> [What you have to do] Write out every line of the material below word for word, omitting the pictures.

++++ Data listing

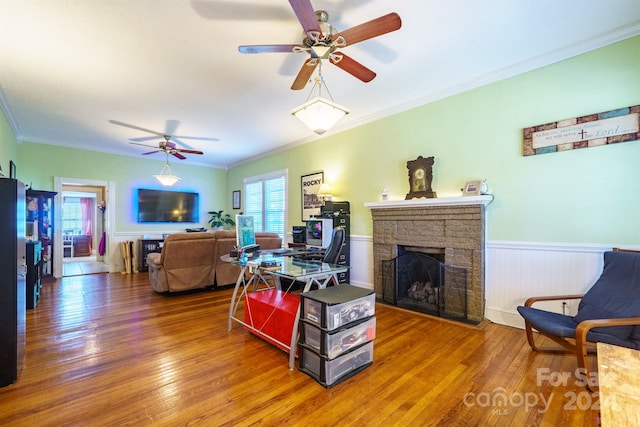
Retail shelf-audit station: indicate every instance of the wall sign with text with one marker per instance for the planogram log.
(610, 127)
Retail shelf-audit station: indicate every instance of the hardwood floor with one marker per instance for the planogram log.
(106, 350)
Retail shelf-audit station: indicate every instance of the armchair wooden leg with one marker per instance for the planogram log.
(581, 355)
(530, 338)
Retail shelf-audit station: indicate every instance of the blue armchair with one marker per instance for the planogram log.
(609, 312)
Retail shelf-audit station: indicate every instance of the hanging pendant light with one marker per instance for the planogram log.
(166, 177)
(319, 114)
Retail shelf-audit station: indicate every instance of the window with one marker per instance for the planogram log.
(265, 199)
(71, 216)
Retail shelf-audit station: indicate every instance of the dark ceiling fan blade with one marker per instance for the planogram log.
(143, 145)
(127, 125)
(269, 48)
(376, 27)
(307, 17)
(304, 74)
(182, 150)
(197, 138)
(352, 67)
(144, 138)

++++++++

> [Response]
Retail shelf-audit station: indicate every instance of the wall sign with text with one marker per instance for the planogram log.
(610, 127)
Retail shelf-audit station: indicate every instance of the hardwood floor with one marker per instance for the planogram log.
(106, 350)
Retail shelf-audit station: indicate every instance of the armchair wooden leg with one marker per instance for the planogram log.
(581, 355)
(530, 338)
Retail shelf-audit station: indicate every instance of the blue armchair with one marker per instance for the planogram log.
(609, 312)
Retail shelf-audit station: indicate every instance of the hanging pendant light with one marker per instance for the planogram log.
(166, 177)
(319, 114)
Retail shelf-audit station: indicate every instance of the window with one marker per instance for the planogram log.
(265, 199)
(71, 216)
Retail shelf-audit station: indicate every instance of the dark ceiling fan blade with one marker per instance for the planogram log.
(143, 145)
(127, 125)
(269, 48)
(376, 27)
(307, 17)
(304, 74)
(182, 150)
(197, 138)
(352, 67)
(144, 138)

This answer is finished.